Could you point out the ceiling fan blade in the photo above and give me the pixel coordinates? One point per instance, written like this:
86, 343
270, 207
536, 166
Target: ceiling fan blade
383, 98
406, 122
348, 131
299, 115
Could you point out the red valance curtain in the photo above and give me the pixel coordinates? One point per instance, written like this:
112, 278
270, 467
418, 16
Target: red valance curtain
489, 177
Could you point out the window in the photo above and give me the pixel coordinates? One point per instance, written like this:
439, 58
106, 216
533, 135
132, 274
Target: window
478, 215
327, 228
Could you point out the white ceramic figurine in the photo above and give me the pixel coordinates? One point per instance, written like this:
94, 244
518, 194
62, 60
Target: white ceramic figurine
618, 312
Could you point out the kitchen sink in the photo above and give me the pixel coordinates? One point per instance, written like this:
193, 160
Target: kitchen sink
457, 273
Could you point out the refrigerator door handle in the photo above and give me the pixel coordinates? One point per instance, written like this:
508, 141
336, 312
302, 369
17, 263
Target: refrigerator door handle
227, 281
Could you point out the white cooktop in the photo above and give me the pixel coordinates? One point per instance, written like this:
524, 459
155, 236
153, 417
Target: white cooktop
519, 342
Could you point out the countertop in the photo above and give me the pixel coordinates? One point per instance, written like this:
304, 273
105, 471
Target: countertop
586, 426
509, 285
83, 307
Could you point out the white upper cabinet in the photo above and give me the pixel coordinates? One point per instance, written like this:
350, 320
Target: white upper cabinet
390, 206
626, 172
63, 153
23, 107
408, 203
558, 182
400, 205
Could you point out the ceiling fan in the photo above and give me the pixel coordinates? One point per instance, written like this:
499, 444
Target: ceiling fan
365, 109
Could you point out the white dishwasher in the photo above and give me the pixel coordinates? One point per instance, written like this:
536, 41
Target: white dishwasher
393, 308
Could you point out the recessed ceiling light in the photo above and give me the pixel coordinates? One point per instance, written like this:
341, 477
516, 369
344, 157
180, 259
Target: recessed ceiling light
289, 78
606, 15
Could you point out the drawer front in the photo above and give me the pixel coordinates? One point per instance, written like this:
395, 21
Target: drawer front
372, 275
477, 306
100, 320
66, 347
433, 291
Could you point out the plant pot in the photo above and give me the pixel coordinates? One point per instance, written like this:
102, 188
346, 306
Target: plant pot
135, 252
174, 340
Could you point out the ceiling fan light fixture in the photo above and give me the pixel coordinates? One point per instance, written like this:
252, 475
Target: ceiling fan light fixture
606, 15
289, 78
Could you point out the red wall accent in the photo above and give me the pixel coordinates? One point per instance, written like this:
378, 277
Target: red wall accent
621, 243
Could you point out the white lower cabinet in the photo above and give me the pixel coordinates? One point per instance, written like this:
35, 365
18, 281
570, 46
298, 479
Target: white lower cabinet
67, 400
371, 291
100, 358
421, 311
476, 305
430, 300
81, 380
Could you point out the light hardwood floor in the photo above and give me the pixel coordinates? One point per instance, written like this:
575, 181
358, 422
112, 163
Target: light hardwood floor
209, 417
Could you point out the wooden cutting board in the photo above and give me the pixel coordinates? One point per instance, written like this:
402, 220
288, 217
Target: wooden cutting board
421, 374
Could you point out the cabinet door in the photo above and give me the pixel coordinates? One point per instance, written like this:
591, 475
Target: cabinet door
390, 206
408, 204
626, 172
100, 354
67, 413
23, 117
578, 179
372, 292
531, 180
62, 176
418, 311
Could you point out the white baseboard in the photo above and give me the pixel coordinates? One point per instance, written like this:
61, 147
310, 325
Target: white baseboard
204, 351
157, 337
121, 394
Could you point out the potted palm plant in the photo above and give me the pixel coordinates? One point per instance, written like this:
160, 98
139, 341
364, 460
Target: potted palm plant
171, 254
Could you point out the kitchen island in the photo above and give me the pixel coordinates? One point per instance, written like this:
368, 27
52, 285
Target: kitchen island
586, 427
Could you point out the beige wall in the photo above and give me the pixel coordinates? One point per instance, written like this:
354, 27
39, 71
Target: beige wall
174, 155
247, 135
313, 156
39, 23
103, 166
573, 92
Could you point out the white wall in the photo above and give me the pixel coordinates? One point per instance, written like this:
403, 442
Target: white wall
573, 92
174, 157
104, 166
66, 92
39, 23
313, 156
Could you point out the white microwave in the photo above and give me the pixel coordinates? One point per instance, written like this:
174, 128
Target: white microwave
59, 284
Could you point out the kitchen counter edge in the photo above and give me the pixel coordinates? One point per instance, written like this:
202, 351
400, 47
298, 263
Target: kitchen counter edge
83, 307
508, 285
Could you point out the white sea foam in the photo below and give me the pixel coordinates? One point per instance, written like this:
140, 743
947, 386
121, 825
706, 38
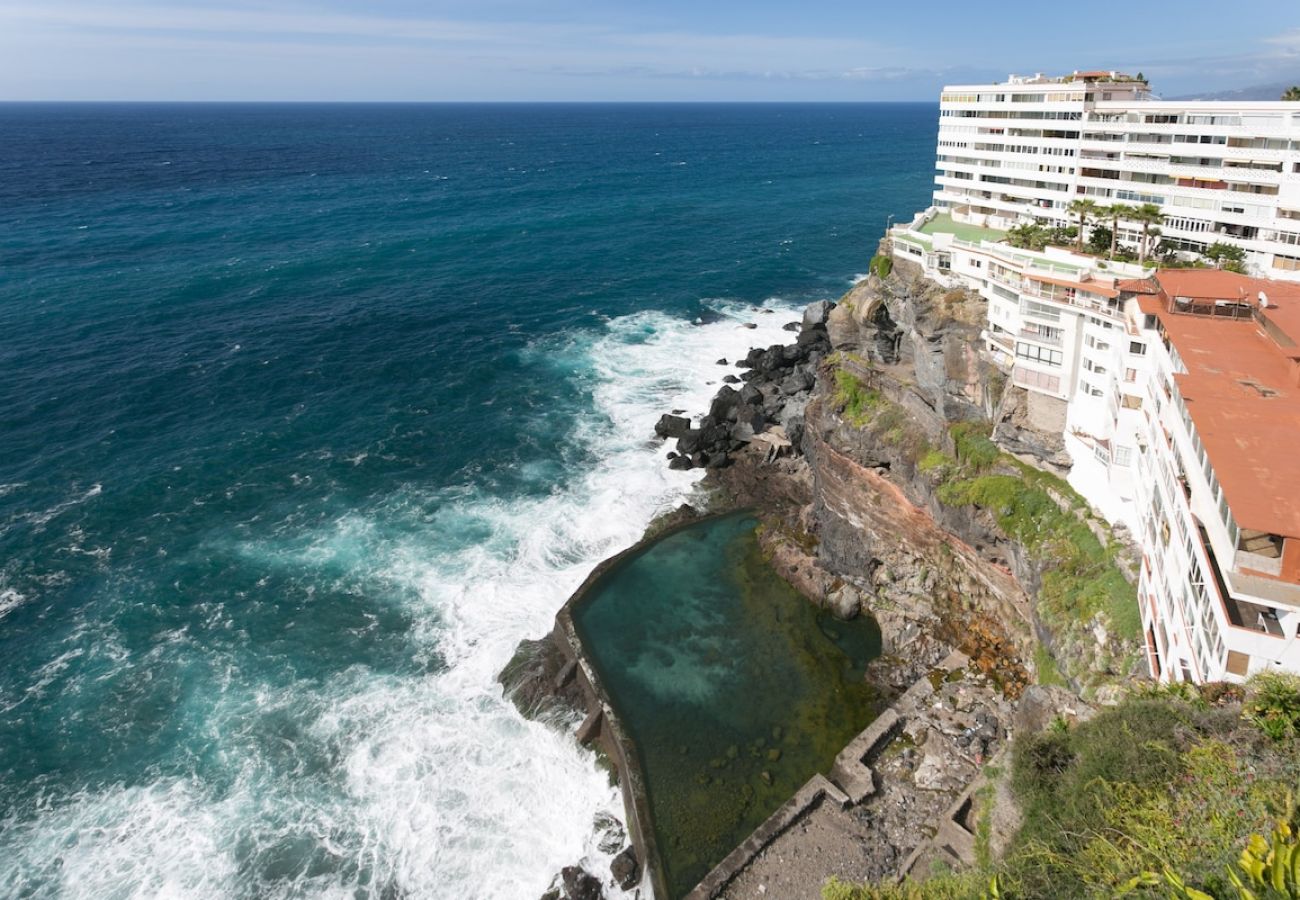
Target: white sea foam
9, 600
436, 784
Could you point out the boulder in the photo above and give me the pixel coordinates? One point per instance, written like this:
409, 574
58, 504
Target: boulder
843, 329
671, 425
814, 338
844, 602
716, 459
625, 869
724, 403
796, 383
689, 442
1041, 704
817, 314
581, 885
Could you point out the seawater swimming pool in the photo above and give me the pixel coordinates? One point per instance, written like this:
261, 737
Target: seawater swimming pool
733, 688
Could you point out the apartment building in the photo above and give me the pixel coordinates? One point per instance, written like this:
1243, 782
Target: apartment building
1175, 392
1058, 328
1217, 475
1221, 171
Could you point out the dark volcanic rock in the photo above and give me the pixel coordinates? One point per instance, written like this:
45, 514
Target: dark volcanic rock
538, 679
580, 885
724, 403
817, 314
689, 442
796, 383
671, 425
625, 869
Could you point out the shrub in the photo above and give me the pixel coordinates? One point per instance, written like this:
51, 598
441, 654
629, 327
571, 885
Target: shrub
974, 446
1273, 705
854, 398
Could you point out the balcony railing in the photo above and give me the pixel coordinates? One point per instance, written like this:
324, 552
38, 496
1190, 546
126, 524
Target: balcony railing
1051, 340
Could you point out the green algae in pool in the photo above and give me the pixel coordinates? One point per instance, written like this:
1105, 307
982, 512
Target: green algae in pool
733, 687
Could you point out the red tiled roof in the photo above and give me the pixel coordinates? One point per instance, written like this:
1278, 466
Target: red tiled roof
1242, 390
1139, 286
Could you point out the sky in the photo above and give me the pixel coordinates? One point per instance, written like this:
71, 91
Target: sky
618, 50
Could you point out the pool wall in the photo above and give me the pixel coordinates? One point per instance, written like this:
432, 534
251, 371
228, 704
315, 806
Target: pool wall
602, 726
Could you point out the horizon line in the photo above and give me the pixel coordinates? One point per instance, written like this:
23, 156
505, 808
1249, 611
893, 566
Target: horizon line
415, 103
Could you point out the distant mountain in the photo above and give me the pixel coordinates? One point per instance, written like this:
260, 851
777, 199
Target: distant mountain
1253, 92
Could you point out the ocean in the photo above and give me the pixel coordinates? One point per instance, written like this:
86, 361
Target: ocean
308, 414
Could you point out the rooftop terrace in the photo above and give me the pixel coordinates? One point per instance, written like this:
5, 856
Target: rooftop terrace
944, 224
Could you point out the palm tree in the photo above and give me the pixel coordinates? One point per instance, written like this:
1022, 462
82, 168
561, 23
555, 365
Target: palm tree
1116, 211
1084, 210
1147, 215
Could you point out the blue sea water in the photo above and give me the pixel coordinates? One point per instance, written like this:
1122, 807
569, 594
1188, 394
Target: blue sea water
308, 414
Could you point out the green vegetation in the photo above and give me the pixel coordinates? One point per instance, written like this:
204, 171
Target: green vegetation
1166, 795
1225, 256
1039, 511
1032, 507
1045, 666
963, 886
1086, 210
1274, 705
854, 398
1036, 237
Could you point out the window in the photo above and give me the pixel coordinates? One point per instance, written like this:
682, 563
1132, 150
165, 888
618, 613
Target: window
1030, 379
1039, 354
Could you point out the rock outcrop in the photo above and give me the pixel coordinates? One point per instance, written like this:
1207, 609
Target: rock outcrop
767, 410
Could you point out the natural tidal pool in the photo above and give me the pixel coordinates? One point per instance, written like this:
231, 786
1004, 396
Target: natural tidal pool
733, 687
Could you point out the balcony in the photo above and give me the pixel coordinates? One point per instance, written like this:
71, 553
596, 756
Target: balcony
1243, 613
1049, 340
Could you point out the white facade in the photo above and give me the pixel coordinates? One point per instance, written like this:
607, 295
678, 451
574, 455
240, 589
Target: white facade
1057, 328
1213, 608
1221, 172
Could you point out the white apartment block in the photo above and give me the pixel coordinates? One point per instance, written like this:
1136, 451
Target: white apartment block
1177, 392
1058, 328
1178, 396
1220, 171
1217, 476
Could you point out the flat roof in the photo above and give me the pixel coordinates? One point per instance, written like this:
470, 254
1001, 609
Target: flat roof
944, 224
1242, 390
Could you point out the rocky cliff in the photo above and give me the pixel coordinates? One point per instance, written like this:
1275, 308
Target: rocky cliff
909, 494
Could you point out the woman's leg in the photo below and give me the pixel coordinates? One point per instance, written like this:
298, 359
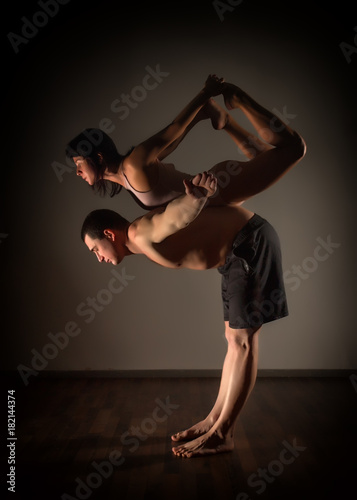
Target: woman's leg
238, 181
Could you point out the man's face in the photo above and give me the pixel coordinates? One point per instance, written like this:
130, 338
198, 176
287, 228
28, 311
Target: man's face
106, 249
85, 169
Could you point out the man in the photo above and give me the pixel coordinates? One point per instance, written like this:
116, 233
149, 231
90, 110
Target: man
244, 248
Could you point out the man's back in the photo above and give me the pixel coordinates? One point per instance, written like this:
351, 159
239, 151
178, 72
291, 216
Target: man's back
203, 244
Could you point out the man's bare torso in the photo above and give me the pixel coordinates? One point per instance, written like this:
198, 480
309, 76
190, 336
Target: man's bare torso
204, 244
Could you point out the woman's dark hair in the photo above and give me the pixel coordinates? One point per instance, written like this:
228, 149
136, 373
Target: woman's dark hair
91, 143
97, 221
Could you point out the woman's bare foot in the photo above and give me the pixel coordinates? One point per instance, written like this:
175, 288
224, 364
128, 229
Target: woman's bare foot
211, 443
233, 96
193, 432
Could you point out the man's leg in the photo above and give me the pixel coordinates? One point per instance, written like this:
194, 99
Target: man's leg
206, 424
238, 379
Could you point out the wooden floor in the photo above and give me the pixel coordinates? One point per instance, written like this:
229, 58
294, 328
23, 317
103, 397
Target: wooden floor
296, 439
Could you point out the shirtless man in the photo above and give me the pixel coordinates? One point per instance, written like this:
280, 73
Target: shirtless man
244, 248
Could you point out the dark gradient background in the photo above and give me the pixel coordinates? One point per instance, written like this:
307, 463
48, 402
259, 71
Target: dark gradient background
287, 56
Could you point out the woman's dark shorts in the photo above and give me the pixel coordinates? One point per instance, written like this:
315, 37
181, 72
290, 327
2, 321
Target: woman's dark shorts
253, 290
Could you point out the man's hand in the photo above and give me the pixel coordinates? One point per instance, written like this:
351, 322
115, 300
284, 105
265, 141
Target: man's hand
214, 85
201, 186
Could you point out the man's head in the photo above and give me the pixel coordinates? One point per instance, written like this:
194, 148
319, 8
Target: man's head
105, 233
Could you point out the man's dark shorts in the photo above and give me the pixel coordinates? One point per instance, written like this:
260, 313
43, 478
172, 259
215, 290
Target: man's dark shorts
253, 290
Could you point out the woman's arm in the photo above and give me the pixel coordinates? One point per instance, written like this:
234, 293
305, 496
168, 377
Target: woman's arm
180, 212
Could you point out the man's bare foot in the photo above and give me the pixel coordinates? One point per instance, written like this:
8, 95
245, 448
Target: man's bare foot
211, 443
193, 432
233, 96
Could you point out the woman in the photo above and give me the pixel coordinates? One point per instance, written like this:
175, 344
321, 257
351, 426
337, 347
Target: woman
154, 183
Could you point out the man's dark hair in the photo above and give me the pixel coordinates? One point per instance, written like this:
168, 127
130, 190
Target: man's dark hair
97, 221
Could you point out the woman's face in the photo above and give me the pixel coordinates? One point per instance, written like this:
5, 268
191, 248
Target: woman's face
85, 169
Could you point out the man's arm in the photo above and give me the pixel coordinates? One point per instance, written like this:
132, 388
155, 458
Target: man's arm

*-*-*

### TASK BRIEF
The answer must consist of each line from the data that includes the string "below".

### OUTPUT
Could you point out the white sea foam in the photo below and give me the pixel coordinates? One point per instance, written like this:
Could you point out the woman's leg in the photo below and give me the pixel coordinates? One point per instance, written like this:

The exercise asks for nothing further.